------ PROVIDED PASSAGE ------
From birth mankind is in a constant state of either apparently progressing according to so-called material laws or suffering from violating them. The child develops to maturity and then declines, according to these laws. A human being suffers from diseases by violating physical, man-made laws, and, in belief, he ultimately dies, according to the law of mortality. In fact, the whole material universe, including mankind, appears to be governed by material law. And, until the coming of Christian Science, the validity of these material laws was not questioned—except by spiritually enlightened men in Bible times.
Students of the Bible have always known that long before the Christian era prophets and patriarchs performed miracles contrary to so-called laws of nature, and that Jesus stilled the tempest, walked on the water, was immediately transported from one side of the lake to another, fed multitudes, found money in a fish's mouth, passed through closed doors, healed the sick and raised the dead— all in direct opposition to what today are called the laws of physics, gravitation, production, supply, physiology, and pathology. But they have believed that the putting aside of these material laws was due to some special power invested in these righteous men and in Jesus. The fact that Jesus' disciples and others, for a period of some three hundred years, emulated his works, has not always convinced them that Jesus' words, "He that believeth on me, the works that I do shall he do also," are applicable to men in all ages. Through a spiritual interpretation of the Scriptures Mary Baker Eddy discovered that it was by means of divine law that Jesus annulled these natural socalled laws, and that divine law is as available today as it was to the wise men of earlier centuries, who understood and applied it.
Mrs. Eddy says (No and Yes, p. 30), "God's law reaches and destroys evil by virtue of the allness of God." She also says, "God's law is in three words, 'I am All;' and this perfect law is ever present to rebuke any claim of another law." And the Apostle Paul indicated the prerequisite for comprehending divine law, and the result of applying it, when he said to the Romans: "There is . . . now no condemnation to them . . . who walk not after the flesh, but after the Spirit. For the law of the Spirit of life in Christ Jesus hath made me free from the law of sin and death." Amplifying this he said, "To be carnally minded is death; but to be spiritually minded is life and peace." Does not that plainly teach that to avail oneself of divine law one must turn from the carnal or mortal mind, the fleshly sense of existence, to Spirit, and the contemplation of things spiritual?
------ SOURCE MATERIAL ------
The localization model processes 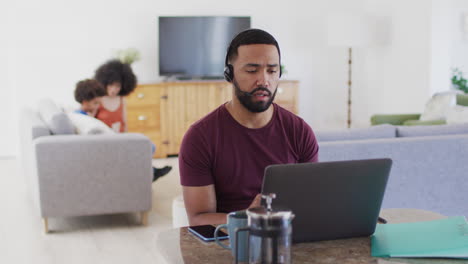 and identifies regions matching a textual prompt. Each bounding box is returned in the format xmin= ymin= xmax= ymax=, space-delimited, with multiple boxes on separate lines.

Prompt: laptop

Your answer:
xmin=262 ymin=159 xmax=392 ymax=243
------
**EXERCISE**:
Answer these questions from the passage on divine law:
1. Until the coming of what was the validity of material laws not questioned?
2. For about how long did Jesus' disciples and others emulate his works?
3. To whom was the Apostle Paul speaking in the quoted lines about "the law of the Spirit of life in Christ Jesus"?

**THE COMPLETED TASK**:
1. Christian Science.
2. Some three hundred years.
3. The Romans.